GOAL OF THE EXERCISE. Scale the part of the listing that opens with the line containing "white plastic sheet" and closes with the end of the listing, giving only those lines and repeating each one, requests included. Multiply every coordinate in the answers by 1.3, rounding to whole numbers with halves going up.

MATERIALS PROVIDED.

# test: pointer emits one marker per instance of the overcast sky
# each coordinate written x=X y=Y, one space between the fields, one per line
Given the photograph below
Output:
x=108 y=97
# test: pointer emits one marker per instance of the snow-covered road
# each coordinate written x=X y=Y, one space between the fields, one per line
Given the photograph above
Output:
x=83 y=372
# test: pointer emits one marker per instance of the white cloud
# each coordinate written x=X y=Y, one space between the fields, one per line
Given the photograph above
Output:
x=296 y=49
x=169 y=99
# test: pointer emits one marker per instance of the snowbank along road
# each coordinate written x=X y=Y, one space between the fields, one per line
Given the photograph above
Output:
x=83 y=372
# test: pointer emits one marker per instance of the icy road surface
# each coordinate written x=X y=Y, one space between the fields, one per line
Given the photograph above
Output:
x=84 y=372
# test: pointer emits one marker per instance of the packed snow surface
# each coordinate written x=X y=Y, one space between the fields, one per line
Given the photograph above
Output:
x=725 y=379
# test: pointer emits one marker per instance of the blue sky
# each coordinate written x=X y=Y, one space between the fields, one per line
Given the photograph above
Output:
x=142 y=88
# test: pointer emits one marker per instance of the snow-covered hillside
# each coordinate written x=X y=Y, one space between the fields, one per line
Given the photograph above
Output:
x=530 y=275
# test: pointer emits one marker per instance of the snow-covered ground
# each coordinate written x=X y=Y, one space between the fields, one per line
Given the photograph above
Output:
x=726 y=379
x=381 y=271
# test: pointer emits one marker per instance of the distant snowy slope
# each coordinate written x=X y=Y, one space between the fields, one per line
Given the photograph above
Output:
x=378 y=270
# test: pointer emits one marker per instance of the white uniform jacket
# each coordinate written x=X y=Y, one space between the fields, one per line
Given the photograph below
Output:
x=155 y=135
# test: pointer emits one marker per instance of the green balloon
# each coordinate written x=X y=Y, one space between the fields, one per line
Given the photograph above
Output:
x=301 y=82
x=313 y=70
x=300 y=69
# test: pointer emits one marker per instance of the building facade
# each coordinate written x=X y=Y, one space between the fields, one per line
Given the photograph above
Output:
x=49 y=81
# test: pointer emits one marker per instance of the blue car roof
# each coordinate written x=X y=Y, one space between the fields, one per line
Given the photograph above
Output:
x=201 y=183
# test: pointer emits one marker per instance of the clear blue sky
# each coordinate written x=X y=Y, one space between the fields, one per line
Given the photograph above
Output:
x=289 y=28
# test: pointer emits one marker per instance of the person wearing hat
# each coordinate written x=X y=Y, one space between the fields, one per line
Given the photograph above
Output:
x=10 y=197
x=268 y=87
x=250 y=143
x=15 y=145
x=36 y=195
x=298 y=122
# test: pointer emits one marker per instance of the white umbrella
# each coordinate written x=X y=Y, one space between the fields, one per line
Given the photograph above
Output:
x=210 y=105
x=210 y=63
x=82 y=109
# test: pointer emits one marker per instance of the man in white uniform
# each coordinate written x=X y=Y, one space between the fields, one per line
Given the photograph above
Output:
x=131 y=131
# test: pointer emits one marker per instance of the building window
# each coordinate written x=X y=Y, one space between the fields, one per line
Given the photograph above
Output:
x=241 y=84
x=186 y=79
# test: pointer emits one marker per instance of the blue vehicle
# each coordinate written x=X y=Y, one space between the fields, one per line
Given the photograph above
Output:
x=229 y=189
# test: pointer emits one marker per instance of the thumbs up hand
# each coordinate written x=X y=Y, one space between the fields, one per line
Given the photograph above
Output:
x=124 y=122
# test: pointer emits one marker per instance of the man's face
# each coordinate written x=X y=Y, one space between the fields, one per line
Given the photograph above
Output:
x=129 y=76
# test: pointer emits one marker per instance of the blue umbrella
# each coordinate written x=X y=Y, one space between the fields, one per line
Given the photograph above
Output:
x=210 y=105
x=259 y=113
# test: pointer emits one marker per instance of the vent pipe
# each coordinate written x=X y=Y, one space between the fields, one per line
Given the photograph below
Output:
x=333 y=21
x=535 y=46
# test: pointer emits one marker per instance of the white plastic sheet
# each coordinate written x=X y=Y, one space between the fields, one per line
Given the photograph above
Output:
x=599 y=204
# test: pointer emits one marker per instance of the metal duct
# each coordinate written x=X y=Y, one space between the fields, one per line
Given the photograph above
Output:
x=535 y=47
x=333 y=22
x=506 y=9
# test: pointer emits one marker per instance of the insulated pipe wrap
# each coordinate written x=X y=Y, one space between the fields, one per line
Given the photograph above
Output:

WRITTEN RESPONSE.
# test: pointer emits one marker per instance of the white plastic sheet
# each coordinate written x=X y=Y, one space between the fields, one per line
Given the photograph above
Output:
x=779 y=265
# test: pointer emits one marker per instance of the metal duct
# each coordinate written x=X y=Y, one space between the fields, one per line
Given the photograph above
Output:
x=696 y=61
x=433 y=29
x=658 y=12
# test: pointer emits one marker per instance of the insulated pipe wrap
# each coordinate written x=X y=Y, one space between the fields, one per line
Given the photograph above
Output:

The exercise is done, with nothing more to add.